● **MATERIAL FOR THE TASK**:
* * * * * * * * *

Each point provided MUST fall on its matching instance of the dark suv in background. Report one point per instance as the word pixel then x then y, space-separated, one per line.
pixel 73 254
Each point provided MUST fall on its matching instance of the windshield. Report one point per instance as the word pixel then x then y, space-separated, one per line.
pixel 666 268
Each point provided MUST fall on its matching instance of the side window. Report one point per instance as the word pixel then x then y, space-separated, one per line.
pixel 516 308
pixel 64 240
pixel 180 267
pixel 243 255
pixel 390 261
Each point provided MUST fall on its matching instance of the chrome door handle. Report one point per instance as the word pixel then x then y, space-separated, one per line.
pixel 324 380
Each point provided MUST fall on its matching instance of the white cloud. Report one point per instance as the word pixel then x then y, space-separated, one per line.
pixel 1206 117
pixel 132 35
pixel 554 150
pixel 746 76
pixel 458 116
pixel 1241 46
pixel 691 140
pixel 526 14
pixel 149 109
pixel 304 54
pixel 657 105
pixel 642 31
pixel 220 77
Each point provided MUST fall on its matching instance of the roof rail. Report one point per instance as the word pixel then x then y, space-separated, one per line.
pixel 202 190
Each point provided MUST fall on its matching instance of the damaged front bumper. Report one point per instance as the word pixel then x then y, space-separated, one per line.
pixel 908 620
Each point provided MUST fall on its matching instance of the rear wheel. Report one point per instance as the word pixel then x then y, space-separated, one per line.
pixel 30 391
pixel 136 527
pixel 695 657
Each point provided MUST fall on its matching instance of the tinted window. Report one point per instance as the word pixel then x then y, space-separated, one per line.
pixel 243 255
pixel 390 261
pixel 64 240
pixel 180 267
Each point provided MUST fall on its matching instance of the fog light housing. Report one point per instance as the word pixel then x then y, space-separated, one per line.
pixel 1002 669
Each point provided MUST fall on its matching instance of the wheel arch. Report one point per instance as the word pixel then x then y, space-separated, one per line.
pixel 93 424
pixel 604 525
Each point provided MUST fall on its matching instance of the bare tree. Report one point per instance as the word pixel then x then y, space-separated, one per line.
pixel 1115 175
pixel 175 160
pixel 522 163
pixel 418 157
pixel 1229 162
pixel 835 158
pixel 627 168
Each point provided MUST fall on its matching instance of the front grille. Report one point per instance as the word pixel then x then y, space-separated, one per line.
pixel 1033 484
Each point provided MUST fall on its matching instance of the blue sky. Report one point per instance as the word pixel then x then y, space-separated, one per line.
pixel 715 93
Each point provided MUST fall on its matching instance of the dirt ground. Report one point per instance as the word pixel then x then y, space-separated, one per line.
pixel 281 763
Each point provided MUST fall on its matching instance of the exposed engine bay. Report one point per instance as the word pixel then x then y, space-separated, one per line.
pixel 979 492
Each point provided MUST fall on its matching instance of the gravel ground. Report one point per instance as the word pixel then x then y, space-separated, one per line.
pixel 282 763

* * * * * * * * *

● **AIM OF THE TASK**: Turn all of the material above into a Markdown table with two columns, Row and Line. Put each line in its own numbered row and leave out any blank lines.

● **ANSWER TO THE TASK**:
| Row | Line |
|---|---|
| 1 | Each point provided MUST fall on its matching instance of the dark suv in background. Report one point per instance as the word pixel then x then y, space-separated, one per line. |
| 2 | pixel 73 254 |
| 3 | Each point provided MUST fall on its matching instance of the windshield. Report one point per instance as the word pixel then x then y, space-separated, one per line. |
| 4 | pixel 666 268 |
| 5 | Each point provided MUST fall on its matching instance of the side window. Report one point per instance as the word pixel then x then y, space-separated, one per line. |
| 6 | pixel 516 308 |
| 7 | pixel 64 240 |
| 8 | pixel 180 267 |
| 9 | pixel 243 255 |
| 10 | pixel 390 261 |
| 11 | Each point provided MUST fall on its matching instance of the chrome door handle. Report one point per instance as the word pixel then x then y, space-separated, one per line. |
| 12 | pixel 324 380 |
| 13 | Each point provided MUST fall on its matching instance of the white cloud. Report one point per instance as the word pixel then x then y, space-separated, one per line. |
| 14 | pixel 1206 117 |
| 15 | pixel 132 35 |
| 16 | pixel 554 150 |
| 17 | pixel 746 76 |
| 18 | pixel 458 116 |
| 19 | pixel 1241 46 |
| 20 | pixel 691 140 |
| 21 | pixel 526 14 |
| 22 | pixel 149 109 |
| 23 | pixel 304 54 |
| 24 | pixel 657 105 |
| 25 | pixel 642 31 |
| 26 | pixel 220 77 |
| 27 | Each point provided MUST fall on its matching instance of the roof rail. Report one point per instance as the word pixel then x then y, space-separated, one per line. |
| 28 | pixel 202 190 |
| 29 | Each point provided MUST fall on its matching instance of the damaged front bumper. Report one point per instance as the word pixel then x then y, space-separated, one per line. |
| 30 | pixel 908 620 |
| 31 | Each point provided MUST fall on its matching instance of the rear wheel. Report one point per instance as the word pixel then x then y, space-separated, one per line. |
| 32 | pixel 30 391 |
| 33 | pixel 136 527 |
| 34 | pixel 695 657 |
| 35 | Each point provided MUST fall on its matching instance of the tinted window. Report one point per instance as the word pixel then x then y, space-separated, one per line. |
| 36 | pixel 243 255 |
| 37 | pixel 390 261 |
| 38 | pixel 64 240 |
| 39 | pixel 180 267 |
| 40 | Each point provided MUST fall on its matching instance of the fog light housing. Report one point per instance as the word pixel then x then y, space-separated, one per line. |
| 41 | pixel 1002 669 |
| 42 | Each point provided MUST fall on its matching instance of the wheel arch. Report one point per instance as the word pixel then x then y, space-separated, one per line. |
| 43 | pixel 93 424 |
| 44 | pixel 604 525 |
| 45 | Each point provided MUST fall on its matching instance of the bare tree. Report one point per instance as the word pixel then x then y, space-separated, one per line. |
| 46 | pixel 1115 175 |
| 47 | pixel 175 160 |
| 48 | pixel 522 163 |
| 49 | pixel 418 157 |
| 50 | pixel 1229 162 |
| 51 | pixel 835 158 |
| 52 | pixel 627 168 |
| 53 | Each point provided MUST fall on its matching instance of the front grille. Report one point per instance as the word pixel then x then y, space-separated, one per line. |
| 54 | pixel 1033 484 |
| 55 | Each point provided MUST fall on its matching instance of the blue sky. Report one point per instance as the word pixel then x then y, space-separated, one per line. |
| 56 | pixel 715 93 |
| 57 | Each point provided MUST fall on its matching instance of the dirt ground. Report one point per instance as the word pixel then x then y, space-separated, one per line. |
| 58 | pixel 281 763 |
| 59 | Each point provided MUST fall on its matching instance of the exposed engine bay. Report one point per instance as the word pixel then x then y, space-separated, one per line. |
| 60 | pixel 979 492 |
| 61 | Each point provided MUST fall on its matching instance of the gravel ground. Report one point per instance as the word pixel then x then y, space-separated, one per line. |
| 62 | pixel 282 763 |